• TEXTE FOURNI:
Cette fulgurance est la preuve du caractère révolutionnaire du maoïsme et sa fulgurance est l’expression du feu révolutionnaire.
Comment cependant faire en sorte que cela n’aboutisse pas à l’implosion, provoqué par l’immense tension historique, l’arrivée extrêmement rapide d’une nouvelle génération sur la scène historique ?
On se doute bien, en effet, qu’une masse de jeunes entre 20 et 30 ans faisant une irruption brutale dans l’action révolutionnaire dispose de l’atout de la jeunesse, mais également de faiblesses concernant l’ancrage culturel et l’héritage historique du pays.
La nouvelle génération maoïste porte le nouveau, mais le nouveau est également produit par l’ancien et c’est là que les choses se compliquent. Le Parti Communiste du Pérou a d’ailleurs réussi précisément là où le Parti Communiste d’Inde (marxiste-léniniste) a échoué.
Le Parti Communiste du Pérou s’appuyait en effet sur une connaissance très grande de la culture péruvienne, profitant notamment des travaux de José Carlos Mariategui dans les années 1920-1930, mais pas seulement : il y avait eu tout un travail sur le folklore péruvien de réalisé. Ce n’est pas pour rien que les bâtons de dynamite étaient lancés au moyen de frondes traditionnels chez les quechuas.
Le Parti Communiste d’Inde (marxiste-léniniste) s’est ici littéralement pris les pieds dans le tapis, car il a été véritablement porté dans les années 1970 par des jeunes activistes de la ville de Calcutta au Bengale occidental, cherchant à précipiter les choses sans s’appuyer sur des considérations approfondies sur la réalité culturelle, historique du pays. Si les maoïstes indiens se sont depuis réorganisés, ils ont ici une approche unitaire « pro-albanaise » pour ainsi dire et on attend toujours un exposé conséquent de ce qu’est l’hindouisme, l’islam indien, le bouddhisme, le jaïnisme, etc.
Une fulgurance, pour s’ancrer, pour avoir une nature prolongée, doit forcément synthétiser la réalité historique. On sait qu’il y a eu ici une erreur d’interprétation : à la fin des années 1960, les maoïstes français et belges se sont par exemple dit qu’il fallait « aller au peuple », faire une « longue marche » en s’établissant dans le monde du travail. C’était là une lecture anti-idéologique : comme si la synthèse historique pouvait venir d’elle-même en côtoyant des gens concrets, voire en adoptant leur mode de vie ! Cela n’a donné qu’un syndicalisme révolutionnaire plus ou moins agressif.

• TRAVAIL DEMANDÉ:
1. Traduisez en anglais cette phrase du texte sur le maoïsme : « Le Parti Communiste du Pérou a d’ailleurs réussi précisément là où le Parti Communiste d’Inde (marxiste-léniniste) a échoué. »
2. Citez sans rien changer le passage du texte sur le maoïsme qui va de « Cette fulgurance est » jusqu’à « (marxiste-léniniste) a échoué. » inclus.

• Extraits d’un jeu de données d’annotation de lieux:
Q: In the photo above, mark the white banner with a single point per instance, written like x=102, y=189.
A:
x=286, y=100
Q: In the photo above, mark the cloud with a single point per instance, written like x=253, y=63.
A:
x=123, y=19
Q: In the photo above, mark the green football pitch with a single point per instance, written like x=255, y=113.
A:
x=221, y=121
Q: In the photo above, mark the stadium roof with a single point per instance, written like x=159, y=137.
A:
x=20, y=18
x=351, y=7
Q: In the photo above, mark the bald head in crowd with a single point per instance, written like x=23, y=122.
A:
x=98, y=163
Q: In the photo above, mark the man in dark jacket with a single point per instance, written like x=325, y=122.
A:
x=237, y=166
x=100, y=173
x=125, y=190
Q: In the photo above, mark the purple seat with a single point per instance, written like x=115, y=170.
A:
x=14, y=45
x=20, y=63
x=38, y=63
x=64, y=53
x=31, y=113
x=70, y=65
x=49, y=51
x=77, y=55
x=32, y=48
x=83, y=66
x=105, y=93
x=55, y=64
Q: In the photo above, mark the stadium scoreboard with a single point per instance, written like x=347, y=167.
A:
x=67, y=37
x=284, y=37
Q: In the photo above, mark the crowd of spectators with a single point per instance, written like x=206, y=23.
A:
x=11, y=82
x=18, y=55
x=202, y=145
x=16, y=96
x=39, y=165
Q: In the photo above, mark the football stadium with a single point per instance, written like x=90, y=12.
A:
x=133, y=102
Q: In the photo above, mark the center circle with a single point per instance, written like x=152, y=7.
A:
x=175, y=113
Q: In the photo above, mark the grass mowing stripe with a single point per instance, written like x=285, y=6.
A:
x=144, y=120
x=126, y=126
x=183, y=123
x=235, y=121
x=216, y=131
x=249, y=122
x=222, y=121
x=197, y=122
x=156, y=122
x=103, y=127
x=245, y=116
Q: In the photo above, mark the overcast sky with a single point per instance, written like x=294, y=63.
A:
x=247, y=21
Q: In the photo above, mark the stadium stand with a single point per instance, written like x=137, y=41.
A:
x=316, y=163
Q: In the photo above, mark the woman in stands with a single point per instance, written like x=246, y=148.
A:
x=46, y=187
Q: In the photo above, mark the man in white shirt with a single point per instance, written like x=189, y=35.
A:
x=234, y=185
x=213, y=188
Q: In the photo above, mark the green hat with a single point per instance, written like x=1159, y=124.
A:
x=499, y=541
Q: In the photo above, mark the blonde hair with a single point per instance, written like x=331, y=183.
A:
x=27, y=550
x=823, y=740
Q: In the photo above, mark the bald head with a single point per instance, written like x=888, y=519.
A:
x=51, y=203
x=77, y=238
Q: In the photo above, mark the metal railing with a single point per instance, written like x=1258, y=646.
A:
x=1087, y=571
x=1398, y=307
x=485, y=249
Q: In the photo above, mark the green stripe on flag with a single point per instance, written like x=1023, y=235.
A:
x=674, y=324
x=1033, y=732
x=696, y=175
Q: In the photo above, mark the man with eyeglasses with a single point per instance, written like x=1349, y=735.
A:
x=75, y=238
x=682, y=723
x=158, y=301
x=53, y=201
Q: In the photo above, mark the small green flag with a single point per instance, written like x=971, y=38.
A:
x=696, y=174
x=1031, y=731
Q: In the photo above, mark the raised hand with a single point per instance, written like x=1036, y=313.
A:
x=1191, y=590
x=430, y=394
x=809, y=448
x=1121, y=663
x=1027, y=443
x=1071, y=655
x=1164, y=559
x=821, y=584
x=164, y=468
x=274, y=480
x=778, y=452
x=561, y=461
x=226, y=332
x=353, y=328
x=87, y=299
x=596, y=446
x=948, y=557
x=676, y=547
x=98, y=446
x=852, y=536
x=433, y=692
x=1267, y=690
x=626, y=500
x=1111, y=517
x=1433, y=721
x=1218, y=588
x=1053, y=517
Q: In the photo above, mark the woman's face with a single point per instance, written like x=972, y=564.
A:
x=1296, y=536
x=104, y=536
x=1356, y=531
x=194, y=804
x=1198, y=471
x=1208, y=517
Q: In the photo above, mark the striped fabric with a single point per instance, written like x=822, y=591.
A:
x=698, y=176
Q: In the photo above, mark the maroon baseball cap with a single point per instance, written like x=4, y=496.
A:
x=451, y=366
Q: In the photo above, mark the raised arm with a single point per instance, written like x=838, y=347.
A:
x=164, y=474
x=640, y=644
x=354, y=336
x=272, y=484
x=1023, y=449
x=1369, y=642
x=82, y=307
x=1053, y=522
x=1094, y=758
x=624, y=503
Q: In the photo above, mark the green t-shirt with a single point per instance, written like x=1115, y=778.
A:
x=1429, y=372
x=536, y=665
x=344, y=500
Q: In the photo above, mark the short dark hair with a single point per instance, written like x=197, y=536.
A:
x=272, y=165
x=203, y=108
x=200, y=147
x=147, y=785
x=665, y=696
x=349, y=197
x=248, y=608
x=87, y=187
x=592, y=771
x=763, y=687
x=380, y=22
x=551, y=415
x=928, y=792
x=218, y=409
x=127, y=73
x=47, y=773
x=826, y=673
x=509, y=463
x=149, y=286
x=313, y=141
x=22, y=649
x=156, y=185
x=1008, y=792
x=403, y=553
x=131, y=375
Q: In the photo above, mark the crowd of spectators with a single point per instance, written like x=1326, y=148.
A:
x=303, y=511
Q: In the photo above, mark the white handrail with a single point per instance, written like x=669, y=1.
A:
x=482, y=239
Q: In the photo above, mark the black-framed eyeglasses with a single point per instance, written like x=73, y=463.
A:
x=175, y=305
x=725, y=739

• RÉSULTATS DÉFINITIFS:
1. Moreover, the Communist Party of Peru succeeded precisely where the Communist Party of India (Marxist-Leninist) failed.

2.
Cette fulgurance est la preuve du caractère révolutionnaire du maoïsme et sa fulgurance est l’expression du feu révolutionnaire.
Comment cependant faire en sorte que cela n’aboutisse pas à l’implosion, provoqué par l’immense tension historique, l’arrivée extrêmement rapide d’une nouvelle génération sur la scène historique ?
On se doute bien, en effet, qu’une masse de jeunes entre 20 et 30 ans faisant une irruption brutale dans l’action révolutionnaire dispose de l’atout de la jeunesse, mais également de faiblesses concernant l’ancrage culturel et l’héritage historique du pays.
La nouvelle génération maoïste porte le nouveau, mais le nouveau est également produit par l’ancien et c’est là que les choses se compliquent. Le Parti Communiste du Pérou a d’ailleurs réussi précisément là où le Parti Communiste d’Inde (marxiste-léniniste) a échoué.